**What is required:** Put every line of the entries from the one containing "Kindly provide the mask of every instance of the train car." down to the one containing "596 718 L 489", both ends included, into a Markdown table with the columns Row and Line. Number the rows in order and leave out blank lines.

**Record set:**
◆ ◆ ◆ ◆

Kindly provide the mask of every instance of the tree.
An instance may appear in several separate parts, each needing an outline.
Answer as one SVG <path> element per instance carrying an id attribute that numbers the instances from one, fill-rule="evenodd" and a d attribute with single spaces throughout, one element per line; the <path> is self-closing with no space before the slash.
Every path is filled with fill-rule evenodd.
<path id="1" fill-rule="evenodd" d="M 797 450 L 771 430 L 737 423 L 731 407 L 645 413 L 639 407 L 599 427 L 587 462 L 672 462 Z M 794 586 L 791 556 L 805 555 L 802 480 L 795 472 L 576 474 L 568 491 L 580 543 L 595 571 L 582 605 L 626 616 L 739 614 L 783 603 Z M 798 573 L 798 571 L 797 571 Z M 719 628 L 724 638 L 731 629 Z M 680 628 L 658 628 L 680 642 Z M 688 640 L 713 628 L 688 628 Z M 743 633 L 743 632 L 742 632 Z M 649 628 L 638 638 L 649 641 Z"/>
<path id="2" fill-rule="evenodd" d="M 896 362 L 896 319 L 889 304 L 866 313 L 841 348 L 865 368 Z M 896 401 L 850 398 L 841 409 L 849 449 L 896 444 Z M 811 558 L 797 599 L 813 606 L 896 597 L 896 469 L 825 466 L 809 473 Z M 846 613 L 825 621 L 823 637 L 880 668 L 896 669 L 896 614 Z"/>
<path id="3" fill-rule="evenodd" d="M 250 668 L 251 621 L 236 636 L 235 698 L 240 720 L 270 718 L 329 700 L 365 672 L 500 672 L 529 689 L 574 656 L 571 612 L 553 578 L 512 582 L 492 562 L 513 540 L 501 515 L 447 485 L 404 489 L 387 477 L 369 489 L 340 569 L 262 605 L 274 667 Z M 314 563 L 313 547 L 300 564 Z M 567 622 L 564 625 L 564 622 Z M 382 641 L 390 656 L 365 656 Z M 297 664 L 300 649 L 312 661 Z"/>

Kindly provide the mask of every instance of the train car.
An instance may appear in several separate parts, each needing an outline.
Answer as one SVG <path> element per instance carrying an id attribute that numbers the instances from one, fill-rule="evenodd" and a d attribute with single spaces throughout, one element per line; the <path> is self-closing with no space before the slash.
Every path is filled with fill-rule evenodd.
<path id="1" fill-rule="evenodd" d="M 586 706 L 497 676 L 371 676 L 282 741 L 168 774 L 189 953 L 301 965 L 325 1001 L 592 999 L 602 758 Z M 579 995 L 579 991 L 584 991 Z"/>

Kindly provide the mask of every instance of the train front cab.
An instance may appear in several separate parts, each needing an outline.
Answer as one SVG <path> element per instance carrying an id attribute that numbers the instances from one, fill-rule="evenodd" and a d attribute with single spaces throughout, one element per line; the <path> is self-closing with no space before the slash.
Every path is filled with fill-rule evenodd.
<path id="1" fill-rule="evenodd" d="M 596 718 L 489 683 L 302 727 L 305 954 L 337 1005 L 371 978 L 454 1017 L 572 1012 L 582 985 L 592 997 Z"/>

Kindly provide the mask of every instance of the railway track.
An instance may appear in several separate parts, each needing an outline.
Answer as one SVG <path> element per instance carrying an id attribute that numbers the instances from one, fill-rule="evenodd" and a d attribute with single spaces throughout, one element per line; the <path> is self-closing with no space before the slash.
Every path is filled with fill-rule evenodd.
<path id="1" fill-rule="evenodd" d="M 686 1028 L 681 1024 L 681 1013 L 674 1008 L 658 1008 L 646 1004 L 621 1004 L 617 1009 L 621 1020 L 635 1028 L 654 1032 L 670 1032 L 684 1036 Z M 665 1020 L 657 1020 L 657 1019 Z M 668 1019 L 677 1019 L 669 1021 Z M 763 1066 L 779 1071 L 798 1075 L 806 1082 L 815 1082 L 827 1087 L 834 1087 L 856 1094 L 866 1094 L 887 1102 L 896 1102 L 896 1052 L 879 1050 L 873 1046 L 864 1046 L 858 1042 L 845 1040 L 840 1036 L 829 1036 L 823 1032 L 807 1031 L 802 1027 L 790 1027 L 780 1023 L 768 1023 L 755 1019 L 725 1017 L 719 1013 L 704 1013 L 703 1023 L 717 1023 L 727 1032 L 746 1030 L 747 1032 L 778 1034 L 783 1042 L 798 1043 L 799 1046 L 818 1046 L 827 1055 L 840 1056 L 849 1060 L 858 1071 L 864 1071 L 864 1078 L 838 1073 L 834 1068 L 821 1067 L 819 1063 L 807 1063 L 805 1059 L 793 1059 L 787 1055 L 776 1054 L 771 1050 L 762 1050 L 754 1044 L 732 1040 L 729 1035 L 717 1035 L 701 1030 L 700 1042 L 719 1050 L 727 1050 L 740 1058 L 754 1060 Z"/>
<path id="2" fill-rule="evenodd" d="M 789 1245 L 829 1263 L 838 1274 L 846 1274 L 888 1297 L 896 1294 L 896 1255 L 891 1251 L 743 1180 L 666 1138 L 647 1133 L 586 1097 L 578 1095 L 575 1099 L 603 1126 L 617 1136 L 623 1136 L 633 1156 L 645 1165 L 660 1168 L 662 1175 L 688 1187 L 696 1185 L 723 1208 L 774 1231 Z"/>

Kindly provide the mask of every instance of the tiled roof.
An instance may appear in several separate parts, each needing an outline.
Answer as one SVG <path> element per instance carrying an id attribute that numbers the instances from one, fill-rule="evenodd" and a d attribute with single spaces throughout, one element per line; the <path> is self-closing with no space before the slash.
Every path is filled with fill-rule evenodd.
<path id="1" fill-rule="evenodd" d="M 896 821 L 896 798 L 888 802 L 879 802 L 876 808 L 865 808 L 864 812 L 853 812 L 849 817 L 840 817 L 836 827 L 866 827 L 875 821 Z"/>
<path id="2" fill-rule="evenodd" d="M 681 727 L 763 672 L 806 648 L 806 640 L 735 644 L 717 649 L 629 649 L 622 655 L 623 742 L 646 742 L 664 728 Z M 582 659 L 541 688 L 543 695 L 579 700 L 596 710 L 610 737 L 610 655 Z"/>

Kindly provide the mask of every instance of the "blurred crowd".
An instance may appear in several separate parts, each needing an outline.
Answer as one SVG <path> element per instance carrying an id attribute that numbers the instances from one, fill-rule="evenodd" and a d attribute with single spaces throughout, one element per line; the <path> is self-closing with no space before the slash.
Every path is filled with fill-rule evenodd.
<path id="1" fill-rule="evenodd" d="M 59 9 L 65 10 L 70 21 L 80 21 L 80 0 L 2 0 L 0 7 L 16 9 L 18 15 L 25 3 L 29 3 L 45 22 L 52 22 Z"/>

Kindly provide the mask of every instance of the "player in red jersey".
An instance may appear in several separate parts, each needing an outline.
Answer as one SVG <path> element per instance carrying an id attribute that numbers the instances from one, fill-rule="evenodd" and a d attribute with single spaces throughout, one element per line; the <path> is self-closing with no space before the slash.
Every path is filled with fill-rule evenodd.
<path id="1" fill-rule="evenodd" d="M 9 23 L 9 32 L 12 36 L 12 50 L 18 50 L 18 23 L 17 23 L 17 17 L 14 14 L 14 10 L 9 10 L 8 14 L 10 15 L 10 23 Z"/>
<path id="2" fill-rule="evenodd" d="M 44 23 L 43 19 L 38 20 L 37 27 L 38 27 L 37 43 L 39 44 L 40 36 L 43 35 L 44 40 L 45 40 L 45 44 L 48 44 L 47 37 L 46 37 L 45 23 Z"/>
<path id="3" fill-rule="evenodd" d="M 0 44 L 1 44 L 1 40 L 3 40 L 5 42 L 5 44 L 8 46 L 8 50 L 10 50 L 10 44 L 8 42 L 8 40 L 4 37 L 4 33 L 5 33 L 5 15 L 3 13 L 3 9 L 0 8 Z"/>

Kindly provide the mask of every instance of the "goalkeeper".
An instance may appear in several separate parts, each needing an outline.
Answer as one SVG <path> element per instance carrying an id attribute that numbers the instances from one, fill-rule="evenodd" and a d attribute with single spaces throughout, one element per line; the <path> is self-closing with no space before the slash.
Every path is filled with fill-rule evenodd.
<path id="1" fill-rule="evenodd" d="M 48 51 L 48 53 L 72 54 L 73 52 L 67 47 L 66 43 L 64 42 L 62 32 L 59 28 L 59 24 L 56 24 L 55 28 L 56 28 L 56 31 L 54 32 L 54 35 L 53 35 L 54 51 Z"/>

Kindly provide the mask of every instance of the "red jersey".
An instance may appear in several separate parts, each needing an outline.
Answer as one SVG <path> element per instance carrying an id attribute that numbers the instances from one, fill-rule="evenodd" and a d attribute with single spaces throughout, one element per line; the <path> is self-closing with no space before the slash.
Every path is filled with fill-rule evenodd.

◆ ◆ ◆ ◆

**Written answer:**
| Row | Line |
|---|---|
| 1 | Kindly provide the mask of every instance of the train car. |
| 2 | An instance may appear in several separate parts, each needing an outline. |
| 3 | Answer as one SVG <path> element per instance carrying an id attribute that numbers the instances from one, fill-rule="evenodd" and a d attribute with single spaces throughout, one element per line; the <path> is self-closing with no space before the slash. |
| 4 | Every path is filled with fill-rule evenodd. |
| 5 | <path id="1" fill-rule="evenodd" d="M 586 706 L 497 676 L 371 676 L 282 741 L 168 774 L 189 953 L 301 965 L 325 1001 L 592 999 L 602 758 Z M 579 995 L 579 991 L 584 991 Z"/> |
| 6 | Kindly provide the mask of every instance of the train front cab. |
| 7 | An instance may appear in several separate parts, each needing an outline. |
| 8 | Answer as one SVG <path> element per instance carrying an id attribute that numbers the instances from one, fill-rule="evenodd" and a d attribute with single spaces throughout, one element per line; the <path> is self-closing with no space before the slash. |
| 9 | Every path is filled with fill-rule evenodd. |
| 10 | <path id="1" fill-rule="evenodd" d="M 596 718 L 489 683 L 302 727 L 305 954 L 337 1005 L 371 978 L 454 1017 L 572 1012 L 582 985 L 592 997 Z"/> |